◆ IHRE AUFGABE ◆
Ersetzen Sie in den Zeilen von derjenigen mit „on the plain“ bis zum Ende der Daten „eyebrow“ durch „eyelash“, und geben Sie nur diese Zeilen ansonsten unverändert wieder.

◆ BEREITGESTELLTES MATERIAL ◆
%%

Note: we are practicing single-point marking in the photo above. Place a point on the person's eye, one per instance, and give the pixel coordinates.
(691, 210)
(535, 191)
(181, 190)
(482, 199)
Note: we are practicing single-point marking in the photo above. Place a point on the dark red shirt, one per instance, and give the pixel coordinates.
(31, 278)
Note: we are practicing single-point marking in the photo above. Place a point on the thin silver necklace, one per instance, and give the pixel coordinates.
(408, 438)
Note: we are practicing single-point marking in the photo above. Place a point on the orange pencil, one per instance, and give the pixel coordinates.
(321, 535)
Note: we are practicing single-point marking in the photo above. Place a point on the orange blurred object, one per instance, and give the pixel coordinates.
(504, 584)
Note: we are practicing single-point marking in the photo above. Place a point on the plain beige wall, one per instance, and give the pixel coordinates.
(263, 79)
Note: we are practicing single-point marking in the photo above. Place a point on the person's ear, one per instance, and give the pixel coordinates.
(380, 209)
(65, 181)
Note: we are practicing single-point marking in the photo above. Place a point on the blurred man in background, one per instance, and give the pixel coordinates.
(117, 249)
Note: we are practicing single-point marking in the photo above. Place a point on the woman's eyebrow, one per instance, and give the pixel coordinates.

%%

◆ GELÖSTE AUFGABE ◆
Note: we are practicing single-point marking in the photo above. Place a point on the plain beige wall, one per instance, and give the pixel coordinates.
(263, 79)
Note: we are practicing single-point marking in the photo above. Place a point on the person's ear, one per instance, and give the pixel coordinates.
(380, 209)
(65, 181)
Note: we are practicing single-point marking in the photo above. Place a point on the blurred man in background, one per instance, and give the pixel coordinates.
(117, 249)
Note: we are practicing single-point marking in the photo above. Place a point on the woman's eyelash, one per instance, and give the pixel coordinates.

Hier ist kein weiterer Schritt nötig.